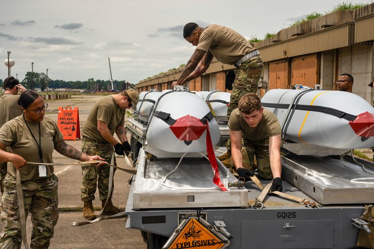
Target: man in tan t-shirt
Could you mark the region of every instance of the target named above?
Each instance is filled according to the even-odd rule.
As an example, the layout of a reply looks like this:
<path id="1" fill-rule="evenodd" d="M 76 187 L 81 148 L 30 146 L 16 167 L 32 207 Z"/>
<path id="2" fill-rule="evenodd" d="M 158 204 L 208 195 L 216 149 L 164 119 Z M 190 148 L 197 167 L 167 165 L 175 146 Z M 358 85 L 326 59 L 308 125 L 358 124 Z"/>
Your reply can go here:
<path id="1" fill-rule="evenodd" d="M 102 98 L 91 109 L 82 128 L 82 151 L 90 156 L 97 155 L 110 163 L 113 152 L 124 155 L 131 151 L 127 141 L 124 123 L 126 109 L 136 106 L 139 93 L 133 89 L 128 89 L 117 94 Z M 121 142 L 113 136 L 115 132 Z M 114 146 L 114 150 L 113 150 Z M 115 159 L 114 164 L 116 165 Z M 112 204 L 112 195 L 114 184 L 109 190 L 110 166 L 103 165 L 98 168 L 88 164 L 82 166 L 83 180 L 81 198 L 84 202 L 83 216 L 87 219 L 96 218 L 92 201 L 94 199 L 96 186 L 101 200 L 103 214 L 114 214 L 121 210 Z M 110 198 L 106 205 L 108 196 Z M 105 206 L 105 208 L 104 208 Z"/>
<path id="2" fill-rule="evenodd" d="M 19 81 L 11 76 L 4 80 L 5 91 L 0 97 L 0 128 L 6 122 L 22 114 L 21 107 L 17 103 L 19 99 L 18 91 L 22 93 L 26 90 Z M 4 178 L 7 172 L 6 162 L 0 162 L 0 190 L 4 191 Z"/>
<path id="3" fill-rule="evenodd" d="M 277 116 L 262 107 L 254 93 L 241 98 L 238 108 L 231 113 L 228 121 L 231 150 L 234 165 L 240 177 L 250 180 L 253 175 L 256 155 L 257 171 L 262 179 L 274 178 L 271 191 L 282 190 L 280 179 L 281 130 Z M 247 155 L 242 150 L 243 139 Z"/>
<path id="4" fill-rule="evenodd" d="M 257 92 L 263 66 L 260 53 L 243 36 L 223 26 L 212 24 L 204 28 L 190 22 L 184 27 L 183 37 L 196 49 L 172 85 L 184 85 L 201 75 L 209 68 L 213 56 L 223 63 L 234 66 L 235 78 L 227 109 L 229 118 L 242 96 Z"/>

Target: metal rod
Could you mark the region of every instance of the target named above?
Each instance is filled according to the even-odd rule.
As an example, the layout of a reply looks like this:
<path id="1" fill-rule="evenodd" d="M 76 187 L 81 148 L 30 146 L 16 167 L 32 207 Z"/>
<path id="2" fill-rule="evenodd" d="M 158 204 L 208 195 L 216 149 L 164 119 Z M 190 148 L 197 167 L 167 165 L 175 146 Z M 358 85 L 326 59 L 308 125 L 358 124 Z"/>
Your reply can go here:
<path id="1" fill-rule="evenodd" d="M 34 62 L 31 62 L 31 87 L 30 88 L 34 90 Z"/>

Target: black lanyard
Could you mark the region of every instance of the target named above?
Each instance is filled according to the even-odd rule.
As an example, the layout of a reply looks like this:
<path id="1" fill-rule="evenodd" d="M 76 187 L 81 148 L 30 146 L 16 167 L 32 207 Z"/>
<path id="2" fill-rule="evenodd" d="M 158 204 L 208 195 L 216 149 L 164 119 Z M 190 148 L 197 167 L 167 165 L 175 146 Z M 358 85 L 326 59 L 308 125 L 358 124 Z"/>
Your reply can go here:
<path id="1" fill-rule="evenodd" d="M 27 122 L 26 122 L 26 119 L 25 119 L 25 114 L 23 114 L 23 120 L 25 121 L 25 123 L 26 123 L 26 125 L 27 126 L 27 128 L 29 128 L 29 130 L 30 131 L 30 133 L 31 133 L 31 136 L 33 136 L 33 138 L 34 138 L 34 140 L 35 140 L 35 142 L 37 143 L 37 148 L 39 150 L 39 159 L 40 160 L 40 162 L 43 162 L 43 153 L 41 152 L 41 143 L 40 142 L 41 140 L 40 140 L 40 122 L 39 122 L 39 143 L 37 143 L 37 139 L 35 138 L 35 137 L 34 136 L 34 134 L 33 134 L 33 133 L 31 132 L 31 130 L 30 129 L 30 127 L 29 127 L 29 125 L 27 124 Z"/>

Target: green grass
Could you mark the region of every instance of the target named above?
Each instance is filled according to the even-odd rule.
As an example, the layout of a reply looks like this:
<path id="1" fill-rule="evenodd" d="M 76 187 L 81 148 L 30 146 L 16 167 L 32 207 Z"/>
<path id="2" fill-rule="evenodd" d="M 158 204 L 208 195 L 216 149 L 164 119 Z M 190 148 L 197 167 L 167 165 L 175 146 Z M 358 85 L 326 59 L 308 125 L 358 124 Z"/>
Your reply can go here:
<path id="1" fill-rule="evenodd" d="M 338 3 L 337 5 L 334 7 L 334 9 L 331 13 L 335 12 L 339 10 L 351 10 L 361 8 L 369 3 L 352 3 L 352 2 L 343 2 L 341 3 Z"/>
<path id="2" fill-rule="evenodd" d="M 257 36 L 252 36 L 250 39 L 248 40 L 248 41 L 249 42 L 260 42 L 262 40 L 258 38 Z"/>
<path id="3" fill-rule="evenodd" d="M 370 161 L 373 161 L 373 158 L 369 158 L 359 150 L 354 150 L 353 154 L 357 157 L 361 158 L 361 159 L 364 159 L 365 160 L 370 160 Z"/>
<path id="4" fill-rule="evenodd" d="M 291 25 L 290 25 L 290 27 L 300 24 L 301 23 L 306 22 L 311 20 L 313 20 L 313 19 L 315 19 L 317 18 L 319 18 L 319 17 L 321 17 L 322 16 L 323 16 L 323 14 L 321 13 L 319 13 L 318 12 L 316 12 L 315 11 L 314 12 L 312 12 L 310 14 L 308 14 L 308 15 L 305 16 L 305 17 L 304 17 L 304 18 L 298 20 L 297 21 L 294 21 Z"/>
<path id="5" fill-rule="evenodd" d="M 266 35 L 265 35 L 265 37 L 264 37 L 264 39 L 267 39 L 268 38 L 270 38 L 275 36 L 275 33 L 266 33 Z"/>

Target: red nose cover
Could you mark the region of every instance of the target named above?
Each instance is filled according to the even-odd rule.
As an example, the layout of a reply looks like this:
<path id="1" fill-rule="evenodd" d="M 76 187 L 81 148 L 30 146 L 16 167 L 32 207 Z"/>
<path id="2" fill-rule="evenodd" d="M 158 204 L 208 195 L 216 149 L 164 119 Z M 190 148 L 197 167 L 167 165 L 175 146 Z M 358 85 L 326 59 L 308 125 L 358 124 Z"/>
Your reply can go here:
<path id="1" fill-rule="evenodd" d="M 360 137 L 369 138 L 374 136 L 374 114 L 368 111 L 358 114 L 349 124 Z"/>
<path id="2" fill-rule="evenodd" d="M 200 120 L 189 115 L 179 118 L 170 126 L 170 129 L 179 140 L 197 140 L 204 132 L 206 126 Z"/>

+--

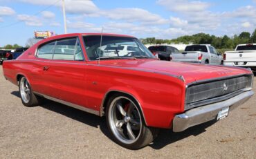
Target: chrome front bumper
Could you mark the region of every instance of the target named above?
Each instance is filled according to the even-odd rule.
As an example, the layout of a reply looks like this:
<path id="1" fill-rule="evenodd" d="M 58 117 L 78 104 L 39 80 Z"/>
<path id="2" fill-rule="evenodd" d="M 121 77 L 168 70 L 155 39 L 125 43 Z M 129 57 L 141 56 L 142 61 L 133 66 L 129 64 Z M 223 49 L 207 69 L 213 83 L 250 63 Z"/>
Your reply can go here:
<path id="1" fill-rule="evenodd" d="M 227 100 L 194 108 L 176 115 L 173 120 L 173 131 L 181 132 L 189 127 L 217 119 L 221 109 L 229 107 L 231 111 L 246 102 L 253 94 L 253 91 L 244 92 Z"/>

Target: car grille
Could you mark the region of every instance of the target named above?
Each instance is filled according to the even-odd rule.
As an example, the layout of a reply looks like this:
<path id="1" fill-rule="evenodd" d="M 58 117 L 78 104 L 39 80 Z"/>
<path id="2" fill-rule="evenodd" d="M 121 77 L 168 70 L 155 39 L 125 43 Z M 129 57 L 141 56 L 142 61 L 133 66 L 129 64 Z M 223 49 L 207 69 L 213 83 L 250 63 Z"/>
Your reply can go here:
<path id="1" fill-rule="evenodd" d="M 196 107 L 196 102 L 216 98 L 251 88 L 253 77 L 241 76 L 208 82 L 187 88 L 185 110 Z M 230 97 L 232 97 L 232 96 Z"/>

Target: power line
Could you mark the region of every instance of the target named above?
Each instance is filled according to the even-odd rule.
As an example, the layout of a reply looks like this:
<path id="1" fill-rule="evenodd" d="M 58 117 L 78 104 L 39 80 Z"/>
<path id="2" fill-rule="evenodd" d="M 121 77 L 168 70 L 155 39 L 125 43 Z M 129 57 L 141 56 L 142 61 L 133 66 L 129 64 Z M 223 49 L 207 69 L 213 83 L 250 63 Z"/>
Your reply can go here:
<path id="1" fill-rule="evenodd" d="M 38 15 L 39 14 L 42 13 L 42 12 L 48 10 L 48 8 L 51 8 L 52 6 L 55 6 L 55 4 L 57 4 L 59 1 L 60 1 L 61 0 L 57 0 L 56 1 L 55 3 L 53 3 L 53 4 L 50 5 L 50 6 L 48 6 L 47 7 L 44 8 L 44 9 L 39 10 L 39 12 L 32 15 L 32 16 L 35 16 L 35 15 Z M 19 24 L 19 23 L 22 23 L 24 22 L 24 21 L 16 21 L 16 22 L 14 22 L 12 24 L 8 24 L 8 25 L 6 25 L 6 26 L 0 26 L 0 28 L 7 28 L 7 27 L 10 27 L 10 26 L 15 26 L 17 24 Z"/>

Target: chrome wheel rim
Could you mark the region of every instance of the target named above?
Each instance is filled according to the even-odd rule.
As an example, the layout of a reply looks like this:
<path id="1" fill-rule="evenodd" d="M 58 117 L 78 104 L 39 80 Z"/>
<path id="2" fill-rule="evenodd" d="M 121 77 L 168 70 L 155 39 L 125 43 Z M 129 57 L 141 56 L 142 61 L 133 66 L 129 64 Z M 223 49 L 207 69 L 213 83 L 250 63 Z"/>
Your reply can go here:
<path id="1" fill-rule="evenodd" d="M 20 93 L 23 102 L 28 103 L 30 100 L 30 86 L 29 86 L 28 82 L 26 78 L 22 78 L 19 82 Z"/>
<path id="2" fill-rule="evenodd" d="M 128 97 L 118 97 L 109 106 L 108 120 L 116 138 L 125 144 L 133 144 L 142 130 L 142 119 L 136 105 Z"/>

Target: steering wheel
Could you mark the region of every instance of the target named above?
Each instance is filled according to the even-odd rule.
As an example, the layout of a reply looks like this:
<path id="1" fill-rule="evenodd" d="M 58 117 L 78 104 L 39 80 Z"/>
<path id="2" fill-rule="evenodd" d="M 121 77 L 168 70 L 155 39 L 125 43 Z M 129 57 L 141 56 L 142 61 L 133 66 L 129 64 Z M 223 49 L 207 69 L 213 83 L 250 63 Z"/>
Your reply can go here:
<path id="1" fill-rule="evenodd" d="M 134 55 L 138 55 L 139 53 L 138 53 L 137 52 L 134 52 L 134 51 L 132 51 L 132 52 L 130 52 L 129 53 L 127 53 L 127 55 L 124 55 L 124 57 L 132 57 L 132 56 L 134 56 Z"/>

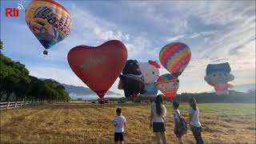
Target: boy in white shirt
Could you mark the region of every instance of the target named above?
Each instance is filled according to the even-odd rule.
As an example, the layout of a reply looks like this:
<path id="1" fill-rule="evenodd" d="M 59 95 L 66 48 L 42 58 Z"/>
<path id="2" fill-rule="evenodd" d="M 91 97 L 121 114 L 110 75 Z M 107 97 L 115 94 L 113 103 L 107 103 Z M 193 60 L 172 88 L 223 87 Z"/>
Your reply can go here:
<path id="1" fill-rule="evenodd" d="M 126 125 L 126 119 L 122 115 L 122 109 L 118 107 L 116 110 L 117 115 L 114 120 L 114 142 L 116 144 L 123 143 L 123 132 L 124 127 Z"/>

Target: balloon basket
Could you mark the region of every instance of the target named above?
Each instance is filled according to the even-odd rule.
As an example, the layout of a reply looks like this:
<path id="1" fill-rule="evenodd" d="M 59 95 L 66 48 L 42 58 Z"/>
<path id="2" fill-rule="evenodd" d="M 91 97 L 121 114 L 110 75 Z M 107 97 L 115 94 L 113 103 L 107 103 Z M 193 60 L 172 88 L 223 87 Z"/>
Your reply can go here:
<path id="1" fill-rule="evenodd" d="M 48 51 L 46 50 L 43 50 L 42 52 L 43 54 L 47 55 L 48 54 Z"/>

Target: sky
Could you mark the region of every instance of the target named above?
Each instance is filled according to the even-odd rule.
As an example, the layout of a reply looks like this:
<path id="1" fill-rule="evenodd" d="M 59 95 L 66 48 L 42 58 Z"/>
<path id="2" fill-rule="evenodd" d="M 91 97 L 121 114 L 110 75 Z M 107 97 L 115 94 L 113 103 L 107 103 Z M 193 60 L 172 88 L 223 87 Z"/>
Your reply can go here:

+--

Render the lines as a numbered list, starting with the line that contains "Target: red nose cover" and going on through the line that contains "200 120 L 189". Leave out any blank lines.

1. Target: red nose cover
2. Could you mark the region of every instance of the target named above?
3. Each instance is filled according to the even-odd rule.
4. As an example, the layout of a reply looks like this:
5. <path id="1" fill-rule="evenodd" d="M 76 187 L 81 148 L 30 146 L 16 167 L 32 207 Z"/>
6. <path id="2" fill-rule="evenodd" d="M 158 204 L 208 195 L 216 149 L 164 119 Z M 190 148 L 197 167 L 167 165 L 175 146 Z M 358 85 L 326 59 L 308 125 L 358 124 Z"/>
7. Your reply can go here:
8. <path id="1" fill-rule="evenodd" d="M 360 137 L 369 138 L 374 136 L 374 114 L 368 111 L 358 114 L 349 124 Z"/>
9. <path id="2" fill-rule="evenodd" d="M 200 120 L 189 115 L 179 118 L 170 126 L 170 129 L 179 140 L 197 140 L 204 132 L 206 126 Z"/>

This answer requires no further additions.